The church-planting profile below opens with short labeled fields, each followed by a value. List each field label along with its value.

▶ **PAGE EXCERPT**:
====================

Launch
2027
Location
Frankfurt-Bornheim
Focus
Intimate community emphasizing life-sharing and neighbor relationships
When Nordstern church closed its doors in 2023, Felix Trompell faced a crossroads he never anticipated in his church planting journey. Today, in Frankfurt's Bornheim district, he's part of Together Church, a house church that is showing how sometimes the most beautiful communities emerge from the most difficult seasons.
Early Calling Through Challenge
Felix's church planting journey began in unexpected places. Growing up in a Baptist church in Karlsruhe, he committed his life to Jesus at nine, then recommitted at fifteen with radical surrender: "Whatever it costs, I follow you my whole life, wherever you lead me." A year in South Africa after graduation crystallized his calling toward theological training and ministry.

====================

▶ **DATA SHOWN**:
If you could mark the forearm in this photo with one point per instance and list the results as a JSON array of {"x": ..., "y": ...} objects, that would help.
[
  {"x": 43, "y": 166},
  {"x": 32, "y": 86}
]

====================

▶ **EXERCISE OUTPUT**:
- Launch: 2027
- Location: Frankfurt-Bornheim
- Focus: Intimate community emphasizing life-sharing and neighbor relationships